### Detection examples
•••••
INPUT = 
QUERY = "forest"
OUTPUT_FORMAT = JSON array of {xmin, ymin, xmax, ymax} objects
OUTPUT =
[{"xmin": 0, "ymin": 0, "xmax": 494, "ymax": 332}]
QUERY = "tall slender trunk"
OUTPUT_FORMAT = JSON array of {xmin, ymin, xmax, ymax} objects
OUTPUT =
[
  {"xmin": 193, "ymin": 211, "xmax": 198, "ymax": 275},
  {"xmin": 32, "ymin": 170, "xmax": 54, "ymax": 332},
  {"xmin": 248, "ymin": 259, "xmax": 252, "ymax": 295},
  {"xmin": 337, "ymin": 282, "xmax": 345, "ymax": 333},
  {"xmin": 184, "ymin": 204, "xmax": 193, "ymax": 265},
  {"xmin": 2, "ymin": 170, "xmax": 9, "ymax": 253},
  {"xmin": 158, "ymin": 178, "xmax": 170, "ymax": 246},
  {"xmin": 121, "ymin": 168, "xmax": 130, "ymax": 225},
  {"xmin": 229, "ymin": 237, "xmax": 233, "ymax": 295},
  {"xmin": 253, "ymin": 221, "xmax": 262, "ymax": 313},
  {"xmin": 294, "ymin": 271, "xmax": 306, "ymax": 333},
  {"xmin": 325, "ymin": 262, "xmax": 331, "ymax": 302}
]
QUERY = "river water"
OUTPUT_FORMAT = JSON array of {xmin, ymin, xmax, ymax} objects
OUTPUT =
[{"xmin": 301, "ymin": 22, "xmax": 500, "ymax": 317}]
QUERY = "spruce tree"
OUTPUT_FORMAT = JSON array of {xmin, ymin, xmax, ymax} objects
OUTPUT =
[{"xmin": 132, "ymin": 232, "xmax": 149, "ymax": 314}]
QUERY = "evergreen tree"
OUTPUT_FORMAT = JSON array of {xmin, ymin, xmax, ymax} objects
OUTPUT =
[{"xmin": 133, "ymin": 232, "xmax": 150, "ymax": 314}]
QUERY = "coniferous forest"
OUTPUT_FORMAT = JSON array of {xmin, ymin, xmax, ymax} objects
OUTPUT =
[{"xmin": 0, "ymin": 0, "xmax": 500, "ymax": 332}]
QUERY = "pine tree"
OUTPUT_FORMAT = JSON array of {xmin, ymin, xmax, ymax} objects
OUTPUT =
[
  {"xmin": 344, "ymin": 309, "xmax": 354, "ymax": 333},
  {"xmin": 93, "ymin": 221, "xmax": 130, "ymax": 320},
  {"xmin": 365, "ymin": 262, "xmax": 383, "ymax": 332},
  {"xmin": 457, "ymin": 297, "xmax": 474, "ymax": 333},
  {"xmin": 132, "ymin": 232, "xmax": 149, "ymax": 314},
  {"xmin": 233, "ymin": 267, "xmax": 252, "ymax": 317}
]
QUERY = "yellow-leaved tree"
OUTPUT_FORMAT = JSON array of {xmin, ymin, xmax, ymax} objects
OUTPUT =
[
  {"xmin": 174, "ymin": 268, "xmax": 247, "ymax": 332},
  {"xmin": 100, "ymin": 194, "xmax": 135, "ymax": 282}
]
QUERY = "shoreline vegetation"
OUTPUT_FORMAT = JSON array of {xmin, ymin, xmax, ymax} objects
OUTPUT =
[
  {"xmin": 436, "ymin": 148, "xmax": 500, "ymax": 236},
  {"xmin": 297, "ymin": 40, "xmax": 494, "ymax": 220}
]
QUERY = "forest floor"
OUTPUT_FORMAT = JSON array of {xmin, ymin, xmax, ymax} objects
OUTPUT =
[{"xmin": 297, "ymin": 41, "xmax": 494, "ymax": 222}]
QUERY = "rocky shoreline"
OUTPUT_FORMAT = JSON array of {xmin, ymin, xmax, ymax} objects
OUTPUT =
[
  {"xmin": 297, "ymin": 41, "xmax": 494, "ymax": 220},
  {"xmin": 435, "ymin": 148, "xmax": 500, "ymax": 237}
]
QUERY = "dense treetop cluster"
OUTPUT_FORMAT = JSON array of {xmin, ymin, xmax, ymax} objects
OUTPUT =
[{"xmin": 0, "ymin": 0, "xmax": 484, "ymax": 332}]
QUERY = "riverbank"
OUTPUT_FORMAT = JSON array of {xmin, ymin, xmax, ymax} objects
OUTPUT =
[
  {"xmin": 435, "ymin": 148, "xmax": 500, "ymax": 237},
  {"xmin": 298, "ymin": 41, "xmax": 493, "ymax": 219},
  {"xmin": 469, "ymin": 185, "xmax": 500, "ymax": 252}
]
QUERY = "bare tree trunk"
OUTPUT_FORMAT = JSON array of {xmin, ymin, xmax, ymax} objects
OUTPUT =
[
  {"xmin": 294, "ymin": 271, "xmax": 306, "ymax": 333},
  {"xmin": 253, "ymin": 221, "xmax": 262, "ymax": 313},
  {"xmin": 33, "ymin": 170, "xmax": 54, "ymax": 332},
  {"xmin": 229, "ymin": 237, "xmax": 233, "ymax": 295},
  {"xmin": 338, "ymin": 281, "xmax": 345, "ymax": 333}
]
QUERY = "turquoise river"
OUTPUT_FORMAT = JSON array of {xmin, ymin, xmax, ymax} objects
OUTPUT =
•••••
### THE PROBLEM
Identify every line in the rows above that contains the word "shoreline" and copy each one. Case counts.

### FINISHED EXERCISE
QUERY = "shoreline vegetation"
QUERY = "rocky shoreline"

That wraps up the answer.